## start

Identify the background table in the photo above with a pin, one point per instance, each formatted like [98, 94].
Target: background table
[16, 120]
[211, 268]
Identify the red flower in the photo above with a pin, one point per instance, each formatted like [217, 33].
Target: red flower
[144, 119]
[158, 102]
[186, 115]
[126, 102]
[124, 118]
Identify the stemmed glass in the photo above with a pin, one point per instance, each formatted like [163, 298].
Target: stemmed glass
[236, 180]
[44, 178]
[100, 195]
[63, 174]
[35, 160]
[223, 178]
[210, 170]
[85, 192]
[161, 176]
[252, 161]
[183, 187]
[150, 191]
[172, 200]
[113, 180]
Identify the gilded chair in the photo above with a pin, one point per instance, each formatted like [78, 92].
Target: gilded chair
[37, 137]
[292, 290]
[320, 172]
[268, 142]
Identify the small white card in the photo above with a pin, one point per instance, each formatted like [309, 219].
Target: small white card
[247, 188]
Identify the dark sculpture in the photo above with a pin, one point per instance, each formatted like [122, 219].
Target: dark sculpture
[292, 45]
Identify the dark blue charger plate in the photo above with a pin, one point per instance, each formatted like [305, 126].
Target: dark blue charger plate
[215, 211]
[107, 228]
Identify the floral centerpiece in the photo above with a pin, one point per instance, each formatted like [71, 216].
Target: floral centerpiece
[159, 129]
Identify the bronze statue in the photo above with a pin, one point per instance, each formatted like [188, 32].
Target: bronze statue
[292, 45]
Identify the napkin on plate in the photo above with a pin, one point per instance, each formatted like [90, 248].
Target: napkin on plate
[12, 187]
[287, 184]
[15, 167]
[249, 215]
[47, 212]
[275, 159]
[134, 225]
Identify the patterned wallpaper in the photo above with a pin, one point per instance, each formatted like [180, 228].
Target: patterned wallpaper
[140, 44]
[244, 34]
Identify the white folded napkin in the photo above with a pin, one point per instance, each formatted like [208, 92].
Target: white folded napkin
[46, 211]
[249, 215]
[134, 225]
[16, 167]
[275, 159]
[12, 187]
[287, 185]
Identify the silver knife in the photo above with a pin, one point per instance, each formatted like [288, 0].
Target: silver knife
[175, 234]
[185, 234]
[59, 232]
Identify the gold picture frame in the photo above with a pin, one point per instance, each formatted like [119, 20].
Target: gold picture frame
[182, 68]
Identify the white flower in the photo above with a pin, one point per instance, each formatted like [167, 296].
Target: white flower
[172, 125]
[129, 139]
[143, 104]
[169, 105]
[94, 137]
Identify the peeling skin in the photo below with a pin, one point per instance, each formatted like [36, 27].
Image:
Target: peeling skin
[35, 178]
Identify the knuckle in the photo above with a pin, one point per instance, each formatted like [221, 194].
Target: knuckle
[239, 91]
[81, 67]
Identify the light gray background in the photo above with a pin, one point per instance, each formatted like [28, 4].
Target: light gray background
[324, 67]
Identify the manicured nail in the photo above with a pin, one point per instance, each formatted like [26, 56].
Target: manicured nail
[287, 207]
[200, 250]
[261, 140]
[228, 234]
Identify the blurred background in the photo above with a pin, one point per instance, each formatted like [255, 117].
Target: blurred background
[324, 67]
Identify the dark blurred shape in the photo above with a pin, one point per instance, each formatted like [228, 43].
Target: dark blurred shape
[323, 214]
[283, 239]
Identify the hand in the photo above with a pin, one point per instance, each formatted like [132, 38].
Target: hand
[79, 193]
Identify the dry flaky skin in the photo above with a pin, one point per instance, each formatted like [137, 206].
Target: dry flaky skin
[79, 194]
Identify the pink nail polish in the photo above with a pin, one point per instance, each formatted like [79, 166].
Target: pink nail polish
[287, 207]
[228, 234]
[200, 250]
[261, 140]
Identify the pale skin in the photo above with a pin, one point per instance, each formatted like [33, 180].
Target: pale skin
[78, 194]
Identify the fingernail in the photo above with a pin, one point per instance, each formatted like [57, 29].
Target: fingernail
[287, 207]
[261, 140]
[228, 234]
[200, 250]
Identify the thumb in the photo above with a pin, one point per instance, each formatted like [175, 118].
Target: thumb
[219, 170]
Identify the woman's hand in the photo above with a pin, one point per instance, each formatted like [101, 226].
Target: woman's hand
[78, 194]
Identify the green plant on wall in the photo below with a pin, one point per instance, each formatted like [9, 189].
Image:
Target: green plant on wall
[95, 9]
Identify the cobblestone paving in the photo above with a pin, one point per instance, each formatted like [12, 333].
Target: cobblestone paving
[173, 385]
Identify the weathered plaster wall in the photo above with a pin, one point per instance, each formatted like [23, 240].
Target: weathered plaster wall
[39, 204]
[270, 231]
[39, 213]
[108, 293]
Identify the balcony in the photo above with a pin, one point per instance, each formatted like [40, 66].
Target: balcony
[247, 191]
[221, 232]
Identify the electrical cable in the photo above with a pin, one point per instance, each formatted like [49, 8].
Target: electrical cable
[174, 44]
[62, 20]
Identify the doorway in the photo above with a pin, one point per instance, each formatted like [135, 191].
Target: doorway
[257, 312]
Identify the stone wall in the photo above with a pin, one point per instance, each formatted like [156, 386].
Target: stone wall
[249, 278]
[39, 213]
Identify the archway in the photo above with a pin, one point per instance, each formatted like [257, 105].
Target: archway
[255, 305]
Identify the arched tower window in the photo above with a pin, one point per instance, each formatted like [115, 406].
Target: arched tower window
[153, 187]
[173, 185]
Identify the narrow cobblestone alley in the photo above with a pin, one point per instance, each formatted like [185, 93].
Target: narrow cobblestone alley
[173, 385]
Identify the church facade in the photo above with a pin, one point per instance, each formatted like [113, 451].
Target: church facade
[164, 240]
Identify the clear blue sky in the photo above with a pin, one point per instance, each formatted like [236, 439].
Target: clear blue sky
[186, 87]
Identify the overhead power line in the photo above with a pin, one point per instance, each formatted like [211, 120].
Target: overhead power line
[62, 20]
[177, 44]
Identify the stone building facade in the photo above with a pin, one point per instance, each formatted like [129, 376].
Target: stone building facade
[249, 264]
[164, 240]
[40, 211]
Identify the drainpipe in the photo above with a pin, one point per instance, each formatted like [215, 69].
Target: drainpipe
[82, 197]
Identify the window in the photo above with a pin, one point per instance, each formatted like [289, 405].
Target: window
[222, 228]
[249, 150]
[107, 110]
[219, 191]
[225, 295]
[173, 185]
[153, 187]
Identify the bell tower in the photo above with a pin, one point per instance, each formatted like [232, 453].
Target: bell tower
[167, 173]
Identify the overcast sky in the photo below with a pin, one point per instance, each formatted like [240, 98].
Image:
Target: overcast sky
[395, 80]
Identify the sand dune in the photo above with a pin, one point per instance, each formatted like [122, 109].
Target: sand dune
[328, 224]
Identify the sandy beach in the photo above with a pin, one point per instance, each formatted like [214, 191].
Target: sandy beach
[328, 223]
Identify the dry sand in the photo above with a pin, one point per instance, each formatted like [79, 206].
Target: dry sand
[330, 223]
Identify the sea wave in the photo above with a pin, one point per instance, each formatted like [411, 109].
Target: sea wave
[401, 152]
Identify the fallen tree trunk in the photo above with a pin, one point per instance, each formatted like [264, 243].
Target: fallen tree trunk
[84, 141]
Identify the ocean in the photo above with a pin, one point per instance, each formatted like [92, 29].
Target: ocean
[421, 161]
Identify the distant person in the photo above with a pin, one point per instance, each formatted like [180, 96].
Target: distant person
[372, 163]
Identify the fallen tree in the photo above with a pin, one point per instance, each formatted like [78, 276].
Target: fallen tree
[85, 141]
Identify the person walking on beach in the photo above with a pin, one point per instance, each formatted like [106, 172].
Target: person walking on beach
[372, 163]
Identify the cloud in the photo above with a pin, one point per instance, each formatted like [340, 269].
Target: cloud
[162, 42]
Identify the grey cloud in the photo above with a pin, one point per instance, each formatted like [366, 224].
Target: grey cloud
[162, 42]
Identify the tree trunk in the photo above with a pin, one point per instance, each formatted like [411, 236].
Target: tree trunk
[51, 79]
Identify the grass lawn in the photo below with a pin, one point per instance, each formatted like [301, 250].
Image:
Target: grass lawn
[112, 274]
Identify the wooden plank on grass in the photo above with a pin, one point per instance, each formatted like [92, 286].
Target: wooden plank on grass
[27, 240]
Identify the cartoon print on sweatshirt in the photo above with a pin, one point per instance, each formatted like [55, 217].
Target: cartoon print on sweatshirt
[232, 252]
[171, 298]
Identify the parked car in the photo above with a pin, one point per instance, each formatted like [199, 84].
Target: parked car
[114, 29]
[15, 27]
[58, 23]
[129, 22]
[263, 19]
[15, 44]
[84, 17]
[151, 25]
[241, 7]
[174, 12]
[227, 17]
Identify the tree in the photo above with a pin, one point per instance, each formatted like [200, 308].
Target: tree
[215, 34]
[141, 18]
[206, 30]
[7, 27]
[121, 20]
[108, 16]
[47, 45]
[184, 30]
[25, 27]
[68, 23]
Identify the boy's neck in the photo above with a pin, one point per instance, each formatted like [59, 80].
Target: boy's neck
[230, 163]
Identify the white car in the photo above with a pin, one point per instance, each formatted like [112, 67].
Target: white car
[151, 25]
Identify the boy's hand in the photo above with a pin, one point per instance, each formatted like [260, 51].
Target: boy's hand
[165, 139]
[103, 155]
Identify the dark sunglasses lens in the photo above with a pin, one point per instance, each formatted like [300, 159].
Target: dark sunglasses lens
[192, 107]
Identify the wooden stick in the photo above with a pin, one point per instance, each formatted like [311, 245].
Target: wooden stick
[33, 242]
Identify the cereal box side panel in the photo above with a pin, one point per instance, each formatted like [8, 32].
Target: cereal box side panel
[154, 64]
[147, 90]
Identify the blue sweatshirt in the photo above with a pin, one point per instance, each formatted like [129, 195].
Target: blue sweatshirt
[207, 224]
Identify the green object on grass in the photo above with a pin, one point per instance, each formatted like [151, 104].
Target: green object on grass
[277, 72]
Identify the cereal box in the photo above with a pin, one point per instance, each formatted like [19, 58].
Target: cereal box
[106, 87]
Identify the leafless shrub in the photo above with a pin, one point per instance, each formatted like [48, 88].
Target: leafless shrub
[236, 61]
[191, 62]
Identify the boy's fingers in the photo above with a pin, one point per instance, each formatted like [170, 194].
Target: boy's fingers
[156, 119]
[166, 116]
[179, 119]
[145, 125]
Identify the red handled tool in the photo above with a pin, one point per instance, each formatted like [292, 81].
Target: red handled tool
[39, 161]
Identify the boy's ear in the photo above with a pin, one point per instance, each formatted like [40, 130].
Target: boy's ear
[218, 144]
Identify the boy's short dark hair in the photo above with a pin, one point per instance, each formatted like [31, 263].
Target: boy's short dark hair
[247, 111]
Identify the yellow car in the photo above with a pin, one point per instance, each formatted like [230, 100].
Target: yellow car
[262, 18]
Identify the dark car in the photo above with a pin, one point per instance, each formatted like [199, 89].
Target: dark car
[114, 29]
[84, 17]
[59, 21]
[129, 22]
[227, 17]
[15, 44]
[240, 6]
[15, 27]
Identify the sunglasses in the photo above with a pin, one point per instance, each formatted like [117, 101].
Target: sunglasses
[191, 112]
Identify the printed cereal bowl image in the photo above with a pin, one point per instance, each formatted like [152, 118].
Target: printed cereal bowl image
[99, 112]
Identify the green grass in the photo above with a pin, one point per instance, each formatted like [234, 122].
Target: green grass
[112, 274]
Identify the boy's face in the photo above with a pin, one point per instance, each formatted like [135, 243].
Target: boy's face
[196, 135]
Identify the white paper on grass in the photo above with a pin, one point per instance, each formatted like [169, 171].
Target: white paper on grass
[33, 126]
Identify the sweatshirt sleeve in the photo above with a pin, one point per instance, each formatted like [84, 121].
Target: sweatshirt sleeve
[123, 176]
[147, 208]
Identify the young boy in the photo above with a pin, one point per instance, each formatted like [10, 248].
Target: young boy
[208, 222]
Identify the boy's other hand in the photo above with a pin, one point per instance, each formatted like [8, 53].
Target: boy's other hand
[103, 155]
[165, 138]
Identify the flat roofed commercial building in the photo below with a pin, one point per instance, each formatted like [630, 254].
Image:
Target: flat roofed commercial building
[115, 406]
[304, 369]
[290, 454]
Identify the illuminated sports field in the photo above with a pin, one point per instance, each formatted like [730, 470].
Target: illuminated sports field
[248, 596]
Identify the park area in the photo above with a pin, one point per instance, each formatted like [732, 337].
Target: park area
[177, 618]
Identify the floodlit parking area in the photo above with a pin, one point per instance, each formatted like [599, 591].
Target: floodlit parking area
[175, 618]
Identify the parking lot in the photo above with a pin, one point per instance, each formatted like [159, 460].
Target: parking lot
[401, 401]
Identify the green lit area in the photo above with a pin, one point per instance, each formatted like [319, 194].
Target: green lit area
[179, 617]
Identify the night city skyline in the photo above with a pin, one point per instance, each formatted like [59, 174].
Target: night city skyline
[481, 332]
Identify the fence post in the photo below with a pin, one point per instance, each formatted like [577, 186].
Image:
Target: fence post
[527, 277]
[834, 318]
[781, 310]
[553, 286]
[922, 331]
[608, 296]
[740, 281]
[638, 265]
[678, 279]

## end

## Written exercise:
Output an exact copy of the lines beginning at the one that holds "Identify the illuminated" and running through the final line of the records.

## Right answer:
Identify the illuminated sports field in the photo above with a pin, one point per instance, each formatted like [730, 470].
Target: illuminated sports field
[248, 596]
Identify the park area in the photo above with a pin, one point per instance, each formatted like [732, 337].
Target: park area
[177, 618]
Identify the floodlit parking area in the photo above with a pin, one point per instance, each formatted like [599, 591].
Target: floodlit parking area
[175, 618]
Identify the parking lot in the photo above with a pin, one point per instance, each formatted like [159, 460].
Target: parking lot
[401, 401]
Identify the green lit area in the photo above with a pin, one point per instance, each formatted like [319, 194].
Target: green lit area
[179, 617]
Identify the night city skyline in the photo above with a pin, one point per instance, each formatted like [59, 174].
Target: night city skyline
[481, 332]
Identify the fence post in the photo below with a pin, one point per instance, each formatted like [577, 186].
Image:
Target: fence post
[527, 277]
[834, 318]
[781, 310]
[553, 286]
[922, 331]
[608, 296]
[740, 281]
[638, 265]
[678, 279]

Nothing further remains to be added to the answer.